** Start Extracted information **

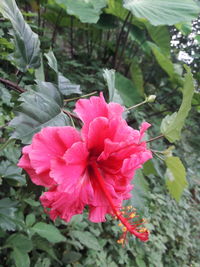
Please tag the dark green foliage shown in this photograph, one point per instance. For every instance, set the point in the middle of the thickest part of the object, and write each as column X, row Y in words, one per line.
column 58, row 47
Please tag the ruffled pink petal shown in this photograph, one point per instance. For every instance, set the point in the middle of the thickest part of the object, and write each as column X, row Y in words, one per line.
column 68, row 169
column 43, row 179
column 50, row 143
column 144, row 126
column 65, row 204
column 98, row 132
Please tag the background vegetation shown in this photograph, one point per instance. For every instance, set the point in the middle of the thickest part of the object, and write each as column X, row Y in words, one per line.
column 53, row 51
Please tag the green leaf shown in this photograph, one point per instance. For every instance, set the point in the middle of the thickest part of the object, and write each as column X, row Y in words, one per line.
column 160, row 35
column 20, row 242
column 175, row 177
column 43, row 244
column 7, row 214
column 109, row 76
column 87, row 239
column 165, row 63
column 48, row 231
column 140, row 190
column 115, row 8
column 126, row 90
column 20, row 258
column 172, row 125
column 30, row 219
column 64, row 84
column 159, row 12
column 39, row 109
column 27, row 44
column 5, row 96
column 137, row 77
column 87, row 11
column 10, row 171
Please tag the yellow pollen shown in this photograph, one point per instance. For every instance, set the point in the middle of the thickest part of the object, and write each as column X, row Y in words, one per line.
column 142, row 230
column 132, row 215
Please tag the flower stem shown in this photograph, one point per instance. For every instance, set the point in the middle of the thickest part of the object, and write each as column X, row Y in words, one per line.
column 155, row 138
column 137, row 105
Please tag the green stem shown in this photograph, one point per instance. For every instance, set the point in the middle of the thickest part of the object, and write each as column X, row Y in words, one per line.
column 138, row 105
column 75, row 98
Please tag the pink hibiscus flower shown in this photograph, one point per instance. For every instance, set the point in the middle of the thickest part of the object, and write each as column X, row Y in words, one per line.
column 91, row 168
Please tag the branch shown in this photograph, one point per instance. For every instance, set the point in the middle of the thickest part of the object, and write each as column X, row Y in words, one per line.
column 155, row 138
column 12, row 85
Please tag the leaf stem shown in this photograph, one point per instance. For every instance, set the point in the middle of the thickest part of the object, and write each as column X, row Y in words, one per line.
column 155, row 138
column 137, row 105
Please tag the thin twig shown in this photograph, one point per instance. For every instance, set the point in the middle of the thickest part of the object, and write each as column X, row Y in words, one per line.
column 82, row 96
column 119, row 39
column 158, row 156
column 71, row 36
column 155, row 138
column 12, row 85
column 135, row 106
column 69, row 114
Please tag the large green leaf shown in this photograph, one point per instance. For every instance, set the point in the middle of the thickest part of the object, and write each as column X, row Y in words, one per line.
column 87, row 239
column 7, row 214
column 20, row 241
column 140, row 190
column 48, row 231
column 64, row 84
column 160, row 35
column 165, row 63
column 172, row 125
column 175, row 177
column 39, row 109
column 115, row 8
column 20, row 258
column 87, row 11
column 160, row 12
column 10, row 171
column 27, row 44
column 126, row 90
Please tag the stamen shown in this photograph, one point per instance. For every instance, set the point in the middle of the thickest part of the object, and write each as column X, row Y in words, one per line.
column 127, row 226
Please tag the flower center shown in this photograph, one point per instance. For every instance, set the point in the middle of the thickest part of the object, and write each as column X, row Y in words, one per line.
column 125, row 216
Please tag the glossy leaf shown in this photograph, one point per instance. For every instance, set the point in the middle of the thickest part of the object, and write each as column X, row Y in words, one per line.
column 87, row 11
column 164, row 61
column 27, row 44
column 20, row 241
column 39, row 109
column 127, row 90
column 10, row 171
column 20, row 258
column 7, row 214
column 175, row 177
column 64, row 84
column 160, row 35
column 159, row 12
column 48, row 231
column 172, row 125
column 87, row 239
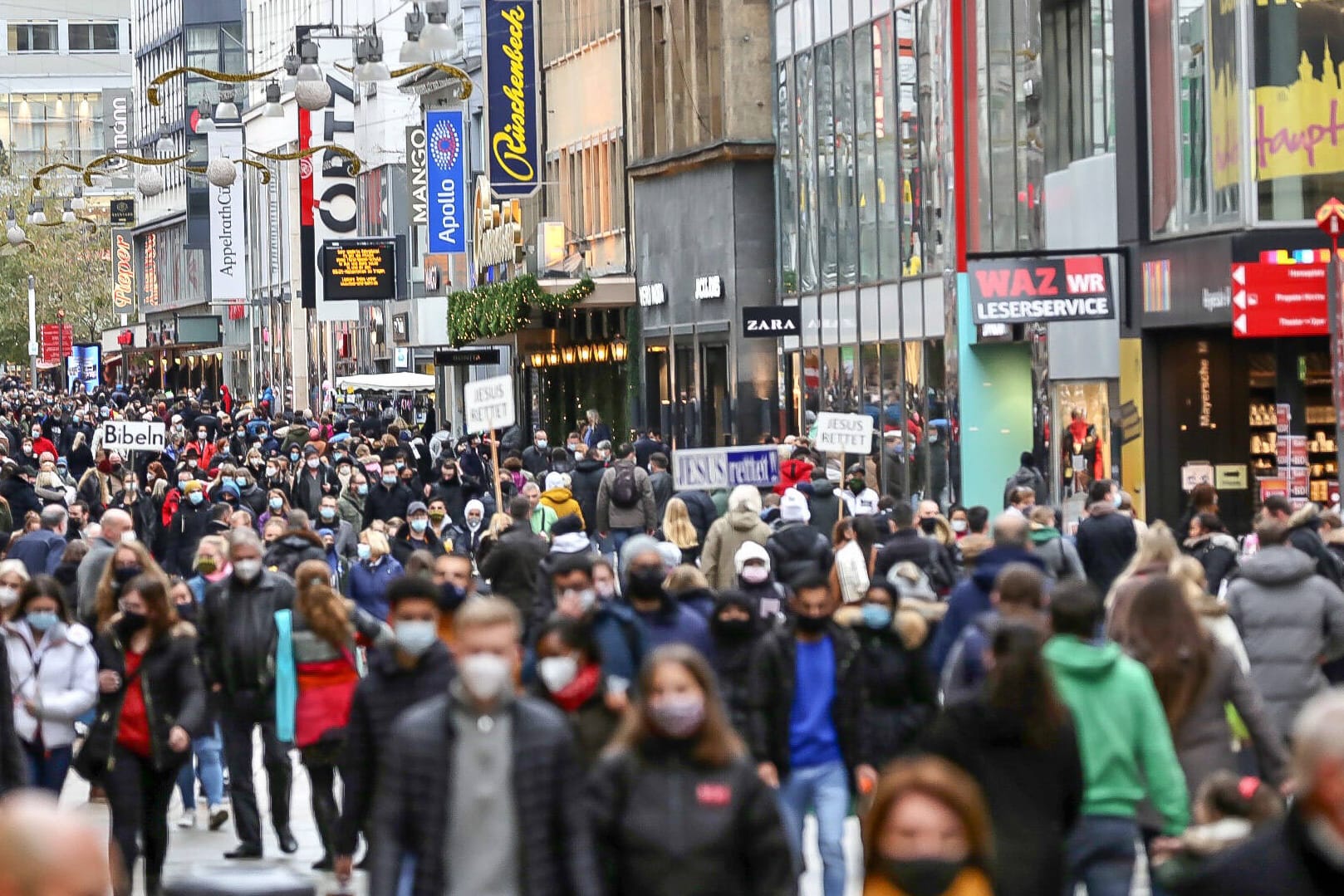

** End Extracted information **

Exercise prompt | Copy out the lines from the one holding "Please tag the thin" through the one holding "column 119, row 39", inclusive, and replace "thin twig" with "slender branch" while leaving everything else unchanged.

Finished task |
Please tag the slender branch shown in this photograph, one point per instance. For every instance, set the point in the middle of the thickest part of the object, and write each as column X, row Y in words, one per line.
column 82, row 96
column 119, row 39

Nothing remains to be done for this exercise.